[Given entries start]

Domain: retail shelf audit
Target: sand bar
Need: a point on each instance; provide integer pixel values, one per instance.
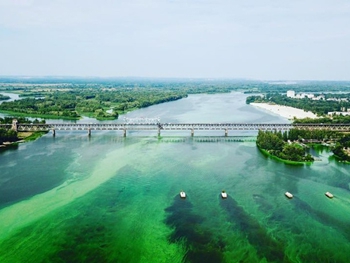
(285, 111)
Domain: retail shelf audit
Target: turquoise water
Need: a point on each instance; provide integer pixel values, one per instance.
(111, 199)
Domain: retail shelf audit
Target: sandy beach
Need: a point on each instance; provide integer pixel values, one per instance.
(285, 111)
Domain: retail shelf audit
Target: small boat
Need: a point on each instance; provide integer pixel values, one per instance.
(329, 195)
(289, 195)
(182, 194)
(223, 194)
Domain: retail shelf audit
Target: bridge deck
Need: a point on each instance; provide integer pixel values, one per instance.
(177, 126)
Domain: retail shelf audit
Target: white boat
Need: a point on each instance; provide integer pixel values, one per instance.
(329, 195)
(182, 194)
(289, 195)
(223, 194)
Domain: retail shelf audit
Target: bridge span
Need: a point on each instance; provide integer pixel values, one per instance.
(192, 127)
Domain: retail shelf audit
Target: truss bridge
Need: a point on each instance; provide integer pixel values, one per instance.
(160, 127)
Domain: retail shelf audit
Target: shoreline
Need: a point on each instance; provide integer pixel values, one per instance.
(285, 111)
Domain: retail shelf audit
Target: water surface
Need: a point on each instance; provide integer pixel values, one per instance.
(106, 198)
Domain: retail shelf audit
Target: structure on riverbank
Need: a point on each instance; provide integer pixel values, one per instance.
(192, 127)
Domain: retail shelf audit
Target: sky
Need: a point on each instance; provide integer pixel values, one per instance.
(249, 39)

[Given entries end]

◆ What to work on
Please turn the listing above into a two-column CSV headed prompt_text and points, with one row for each block that starts with "Domain:". Put the block's text and its answer each in a single quoted field, with line breaks replaced by spaces, and leave the picture marker out.

◆ Task response
prompt_text,points
"Domain: retail shelf audit Target: sand bar Need: a point on each instance; provide integer pixel values, one per instance.","(285, 111)"
"Domain: retail shelf audit Target: turquoise water Need: a point on each instance; provide integer pixel values, one per instance.","(111, 199)"
"Domain: retail shelf audit Target: sandy beach Need: a point on each instance; provide integer pixel values, one per instance.","(285, 111)"
"Domain: retail shelf audit Target: small boat Need: a point on each instance; provide integer pixel values, one per instance.","(329, 195) (289, 195) (182, 194) (223, 194)"
"Domain: retail shelf audit Target: bridge deck Need: a point on each instance; provide integer pixel values, one per instance.","(177, 126)"
"Domain: retail shelf audit Target: white boat Need: a point on each instance; provide integer pixel values, one per instance.","(329, 195) (182, 194) (289, 195) (223, 194)"
"Domain: retail shelf audit Target: bridge span Need: a point on each instance; provide integer pixel values, one per instance.","(192, 127)"
"Domain: retail shelf audit Target: truss bridge Need: a point on each instance; provide integer pixel values, one per instance.","(160, 127)"
"Domain: retail shelf audit Target: shoreline Need: a point on each instance; provide integer pixel values, one per instance.","(285, 111)"
"Domain: retail shelf audit Target: water surface Need: a point on each instance; provide integer pixel values, one per instance.","(106, 198)"
"Domain: retail shelf audit Target: structure on riverbank Need: a point on each instance; provide integer pixel values, one per instance.","(192, 127)"
"Domain: retail shelf audit Target: sky Need: a point on each instance; provide integer pixel values, one per instance.","(249, 39)"